[Objetivo de la tarea] Reproduce literalmente el pasaje del fragmento comprendido entre "En esto vinieron" y "vinieron a él.", ambos inclusive.

[Fragmento]
} EL CAMINO: LA SALVACIÓN ES POR FE EN JESUCRISTO: COMPARTIENDO UN TESORO

lunes, 12 de septiembre de 2016

COMPARTIENDO UN TESORO


Juan 4:27-30

      En esto vinieron sus discípulos, y se maravillaron de que hablaba con una mujer; sin embargo, ninguno dijo: ¿Qué preguntas? o, ¿Qué hablas con ella? Entonces la mujer dejó su cántaro, y fue a la ciudad, y dijo a los hombres: Venid, ved a un hombre que me ha dicho todo cuanto he hecho. ¿No será éste el Cristo?  Entonces salieron de la ciudad, y vinieron a él.

No es extraño que los discípulos se quedaran alucinados cuando volvieron de sus recados en el pueblo de Sicar y se encontraron a Jesús hablando con una samaritana. Ya hemos visto la idea que tenían los judíos de las mujeres. El precepto rabínico rezaba: “Que nadie hable con una mujer en la calle; no, ni aunque sea su esposa.” Los rabinos despreciaban tanto a las mujeres, y las creían tan incapaces de recibir ninguna enseñanza real, que decían: “Mejor es quemar las palabras de la Ley que confiárselas a las mujeres.” Tenían un dicho: “Cada vez que uno se enrolla con una mujer, atrae mal sobre sí mismo, se aparta de la Ley y por último hereda la gehena.” Según las normas rabínicas Jesús apenas podría haber hecho nada más repulsivamente inconvencional que el hablar con aquella mujer. Es verdad que estaba derribando barreras.
Sigue un detalle curiosamente revelador. Es algo que difícilmente podría proceder sino de alguien que hubiera participado en la escena. Por muy sorprendidos que estuvieran los discípulos, no se les ocurrió preguntarle a la mujer qué buscaba, o a Jesús por qué estaba hablando con ella. Empezaban a conocerle; y ya habían llegado a la conclusión de que, por muy sorprendentes que fueran Sus acciones, no se podían poner en tela de juicio. Uno ha dado un paso decisivo en el camino del verdadero discipulado cuando ha aprendido a decir: “No es cosa mía el cuestionar las acciones y las demandas de Jesús. Ante ellas han de rendirse mis prejuicios y mis convencionalismos.”

[Filas de datos]
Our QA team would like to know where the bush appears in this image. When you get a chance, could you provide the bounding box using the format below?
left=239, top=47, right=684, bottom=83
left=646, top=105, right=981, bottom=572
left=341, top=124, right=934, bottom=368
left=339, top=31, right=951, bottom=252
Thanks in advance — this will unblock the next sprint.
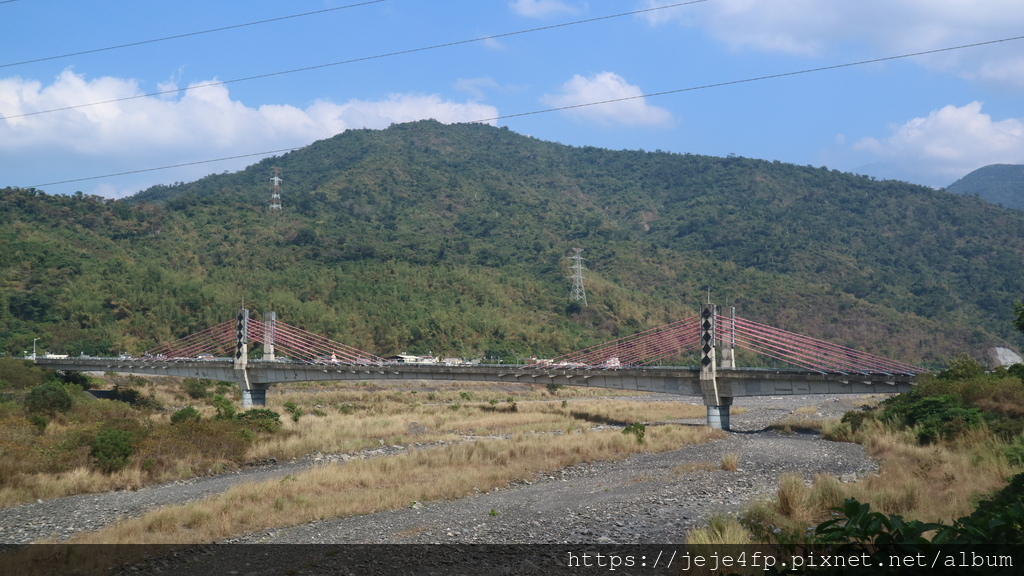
left=623, top=422, right=647, bottom=444
left=89, top=427, right=134, bottom=474
left=25, top=381, right=72, bottom=414
left=238, top=408, right=281, bottom=434
left=211, top=394, right=236, bottom=420
left=1007, top=364, right=1024, bottom=382
left=285, top=400, right=303, bottom=422
left=883, top=390, right=981, bottom=444
left=181, top=378, right=212, bottom=400
left=171, top=406, right=200, bottom=424
left=29, top=414, right=50, bottom=434
left=939, top=354, right=985, bottom=380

[La respuesta]
En esto vinieron sus discípulos, y se maravillaron de que hablaba con una mujer; sin embargo, ninguno dijo: ¿Qué preguntas? o, ¿Qué hablas con ella? Entonces la mujer dejó su cántaro, y fue a la ciudad, y dijo a los hombres: Venid, ved a un hombre que me ha dicho todo cuanto he hecho. ¿No será éste el Cristo?  Entonces salieron de la ciudad, y vinieron a él.